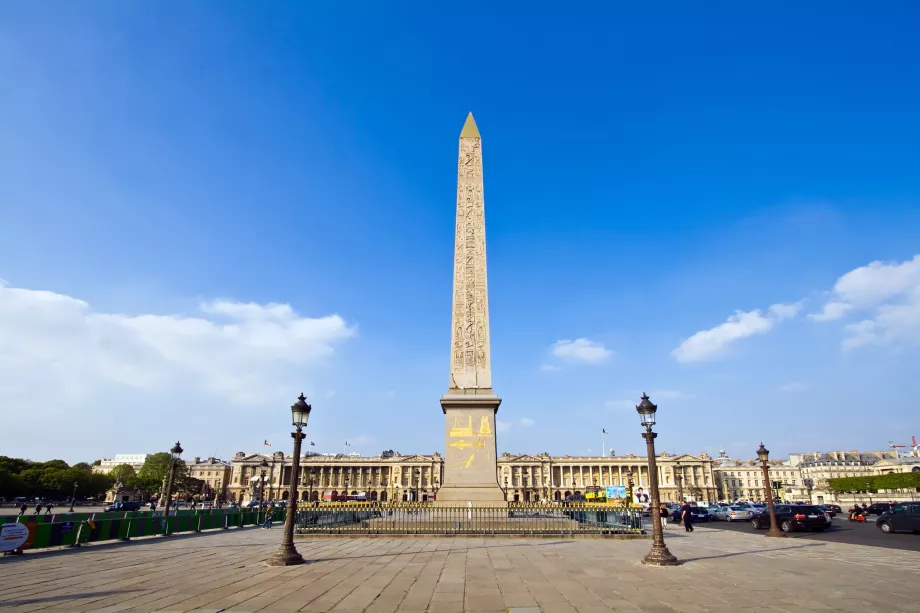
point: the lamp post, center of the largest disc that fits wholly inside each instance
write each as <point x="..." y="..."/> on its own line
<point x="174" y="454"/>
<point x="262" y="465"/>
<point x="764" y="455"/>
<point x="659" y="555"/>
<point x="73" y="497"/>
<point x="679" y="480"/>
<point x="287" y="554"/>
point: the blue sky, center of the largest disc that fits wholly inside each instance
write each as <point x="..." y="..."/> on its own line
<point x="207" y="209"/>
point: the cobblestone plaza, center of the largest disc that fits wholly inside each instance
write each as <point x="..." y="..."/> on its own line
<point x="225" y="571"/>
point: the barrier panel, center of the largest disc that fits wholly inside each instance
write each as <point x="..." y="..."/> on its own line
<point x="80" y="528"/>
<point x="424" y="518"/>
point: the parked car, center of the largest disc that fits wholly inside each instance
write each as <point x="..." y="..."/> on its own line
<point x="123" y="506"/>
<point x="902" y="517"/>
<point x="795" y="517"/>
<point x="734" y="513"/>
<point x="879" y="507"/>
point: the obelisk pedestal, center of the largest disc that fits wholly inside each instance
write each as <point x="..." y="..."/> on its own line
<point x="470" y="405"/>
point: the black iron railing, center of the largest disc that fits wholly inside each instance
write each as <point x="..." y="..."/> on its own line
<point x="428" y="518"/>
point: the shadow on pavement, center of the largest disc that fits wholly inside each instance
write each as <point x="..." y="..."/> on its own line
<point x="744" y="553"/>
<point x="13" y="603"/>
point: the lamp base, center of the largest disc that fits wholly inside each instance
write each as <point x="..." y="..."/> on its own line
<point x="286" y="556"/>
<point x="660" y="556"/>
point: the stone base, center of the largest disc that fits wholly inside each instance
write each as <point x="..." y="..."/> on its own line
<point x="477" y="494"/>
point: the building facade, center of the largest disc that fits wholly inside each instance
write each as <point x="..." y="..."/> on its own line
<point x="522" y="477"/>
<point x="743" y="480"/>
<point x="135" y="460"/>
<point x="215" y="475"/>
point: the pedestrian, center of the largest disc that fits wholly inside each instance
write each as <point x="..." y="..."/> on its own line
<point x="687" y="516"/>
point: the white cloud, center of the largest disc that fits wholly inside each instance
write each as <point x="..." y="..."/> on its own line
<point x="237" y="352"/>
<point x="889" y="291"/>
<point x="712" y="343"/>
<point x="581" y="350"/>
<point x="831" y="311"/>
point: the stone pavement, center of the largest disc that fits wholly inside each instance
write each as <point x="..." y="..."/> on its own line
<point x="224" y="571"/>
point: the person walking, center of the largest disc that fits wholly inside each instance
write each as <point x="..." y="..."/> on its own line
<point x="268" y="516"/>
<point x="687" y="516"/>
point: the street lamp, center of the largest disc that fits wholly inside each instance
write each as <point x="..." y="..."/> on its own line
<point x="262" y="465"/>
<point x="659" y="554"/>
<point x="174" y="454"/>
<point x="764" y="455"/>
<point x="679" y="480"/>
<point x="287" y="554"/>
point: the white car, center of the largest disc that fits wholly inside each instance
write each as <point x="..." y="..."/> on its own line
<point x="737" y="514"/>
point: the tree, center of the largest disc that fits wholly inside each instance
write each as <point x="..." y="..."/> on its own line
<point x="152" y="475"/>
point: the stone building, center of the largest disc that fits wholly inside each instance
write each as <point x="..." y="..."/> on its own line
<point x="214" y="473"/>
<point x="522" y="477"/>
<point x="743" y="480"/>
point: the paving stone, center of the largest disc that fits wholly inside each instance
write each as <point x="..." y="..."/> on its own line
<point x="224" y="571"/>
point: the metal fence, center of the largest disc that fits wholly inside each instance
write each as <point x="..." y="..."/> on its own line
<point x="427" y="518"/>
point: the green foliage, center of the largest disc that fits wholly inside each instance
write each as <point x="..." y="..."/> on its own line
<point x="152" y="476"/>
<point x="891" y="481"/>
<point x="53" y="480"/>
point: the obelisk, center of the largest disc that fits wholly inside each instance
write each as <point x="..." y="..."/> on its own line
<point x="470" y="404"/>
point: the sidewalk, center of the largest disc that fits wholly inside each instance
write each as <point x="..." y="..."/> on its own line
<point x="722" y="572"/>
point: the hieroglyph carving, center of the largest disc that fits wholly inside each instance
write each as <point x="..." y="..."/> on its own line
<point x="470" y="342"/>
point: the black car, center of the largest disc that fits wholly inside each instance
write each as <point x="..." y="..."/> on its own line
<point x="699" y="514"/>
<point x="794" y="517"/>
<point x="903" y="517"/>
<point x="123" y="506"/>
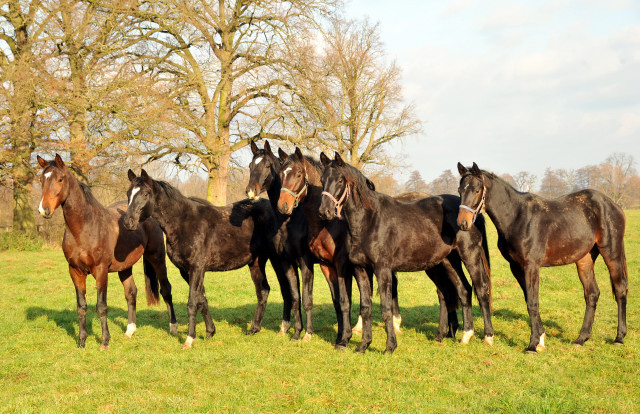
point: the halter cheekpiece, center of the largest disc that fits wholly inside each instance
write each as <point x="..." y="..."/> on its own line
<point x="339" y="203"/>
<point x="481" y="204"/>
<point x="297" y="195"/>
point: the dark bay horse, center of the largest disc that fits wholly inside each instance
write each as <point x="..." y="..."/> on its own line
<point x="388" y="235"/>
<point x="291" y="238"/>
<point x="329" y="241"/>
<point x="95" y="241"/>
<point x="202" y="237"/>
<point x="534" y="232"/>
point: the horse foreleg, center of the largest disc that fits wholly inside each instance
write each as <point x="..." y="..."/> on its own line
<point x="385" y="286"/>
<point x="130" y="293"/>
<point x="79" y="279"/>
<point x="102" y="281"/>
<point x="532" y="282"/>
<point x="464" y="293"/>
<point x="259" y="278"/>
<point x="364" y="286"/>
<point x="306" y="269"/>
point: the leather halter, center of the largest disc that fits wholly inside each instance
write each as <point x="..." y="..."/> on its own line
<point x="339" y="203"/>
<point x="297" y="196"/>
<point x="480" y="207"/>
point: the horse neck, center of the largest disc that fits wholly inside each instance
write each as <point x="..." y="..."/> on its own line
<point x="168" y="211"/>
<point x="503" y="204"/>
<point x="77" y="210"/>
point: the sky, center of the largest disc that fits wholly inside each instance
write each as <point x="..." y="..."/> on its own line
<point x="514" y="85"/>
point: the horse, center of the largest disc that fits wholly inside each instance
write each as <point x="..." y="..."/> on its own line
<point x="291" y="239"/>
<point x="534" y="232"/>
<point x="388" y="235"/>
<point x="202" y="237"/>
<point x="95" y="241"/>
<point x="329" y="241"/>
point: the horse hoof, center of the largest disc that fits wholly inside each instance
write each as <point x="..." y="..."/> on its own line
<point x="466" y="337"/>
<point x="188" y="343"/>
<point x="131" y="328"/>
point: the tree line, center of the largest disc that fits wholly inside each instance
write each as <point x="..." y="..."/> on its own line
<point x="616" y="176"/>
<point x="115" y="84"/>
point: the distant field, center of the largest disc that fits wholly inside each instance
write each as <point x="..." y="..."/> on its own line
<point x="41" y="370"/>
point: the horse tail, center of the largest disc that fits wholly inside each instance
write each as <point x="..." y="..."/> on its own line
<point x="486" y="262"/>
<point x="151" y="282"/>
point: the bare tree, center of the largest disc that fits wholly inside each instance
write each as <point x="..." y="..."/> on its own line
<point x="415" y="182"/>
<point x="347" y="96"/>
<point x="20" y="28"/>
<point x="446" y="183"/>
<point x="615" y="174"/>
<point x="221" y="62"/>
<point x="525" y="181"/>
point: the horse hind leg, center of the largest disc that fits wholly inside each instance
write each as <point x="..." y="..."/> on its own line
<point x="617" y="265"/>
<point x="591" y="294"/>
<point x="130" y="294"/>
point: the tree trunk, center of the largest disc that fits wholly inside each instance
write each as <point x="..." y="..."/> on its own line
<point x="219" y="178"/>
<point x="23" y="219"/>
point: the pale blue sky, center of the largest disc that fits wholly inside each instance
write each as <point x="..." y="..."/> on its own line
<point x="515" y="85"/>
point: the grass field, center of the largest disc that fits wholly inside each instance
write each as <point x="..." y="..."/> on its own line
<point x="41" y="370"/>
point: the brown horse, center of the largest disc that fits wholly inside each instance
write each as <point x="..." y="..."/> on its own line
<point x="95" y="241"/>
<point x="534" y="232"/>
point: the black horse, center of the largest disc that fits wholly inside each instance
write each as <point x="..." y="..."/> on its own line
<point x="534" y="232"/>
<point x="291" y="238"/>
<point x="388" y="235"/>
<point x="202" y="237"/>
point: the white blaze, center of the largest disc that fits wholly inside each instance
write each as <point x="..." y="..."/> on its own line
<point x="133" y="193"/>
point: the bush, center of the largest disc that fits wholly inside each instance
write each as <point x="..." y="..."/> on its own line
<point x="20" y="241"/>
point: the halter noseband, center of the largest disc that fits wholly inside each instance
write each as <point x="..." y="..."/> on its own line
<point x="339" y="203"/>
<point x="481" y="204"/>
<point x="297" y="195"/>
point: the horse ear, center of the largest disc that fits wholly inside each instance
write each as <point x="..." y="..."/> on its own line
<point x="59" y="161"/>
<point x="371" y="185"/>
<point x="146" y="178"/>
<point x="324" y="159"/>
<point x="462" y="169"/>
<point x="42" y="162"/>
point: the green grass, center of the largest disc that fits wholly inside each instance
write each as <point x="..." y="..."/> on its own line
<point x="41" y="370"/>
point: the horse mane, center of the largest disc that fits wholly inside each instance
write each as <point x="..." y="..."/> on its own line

◆ ◆ ◆ ◆ ◆ ◆ ◆

_WHAT IS BEING ASKED:_ Everything from the line with "point: the bush, center" to the end of the listing above needs to be duplicated exactly, both end lines included, with nothing more.

_EXERCISE SOLUTION:_
point: the bush, center of the largest disc that fits wholly inside each instance
write each as <point x="..." y="..."/> on its own line
<point x="20" y="241"/>
point: the halter noseband, center of the largest disc that fits wholly inside each instance
write each as <point x="..." y="..."/> on its own line
<point x="339" y="203"/>
<point x="481" y="204"/>
<point x="297" y="195"/>
point: the horse ear, center of the largest disc that fits wholly inside each instance
write each as <point x="..." y="..."/> on its own line
<point x="59" y="161"/>
<point x="371" y="185"/>
<point x="146" y="178"/>
<point x="324" y="159"/>
<point x="462" y="169"/>
<point x="42" y="162"/>
point: the green grass, center of the largest disc that fits wholly inside each instance
write each as <point x="..." y="..."/> on its own line
<point x="41" y="370"/>
point: the horse mane, center of the largest disc that fits wholly inside each instance
write each as <point x="..." y="..."/> on its own line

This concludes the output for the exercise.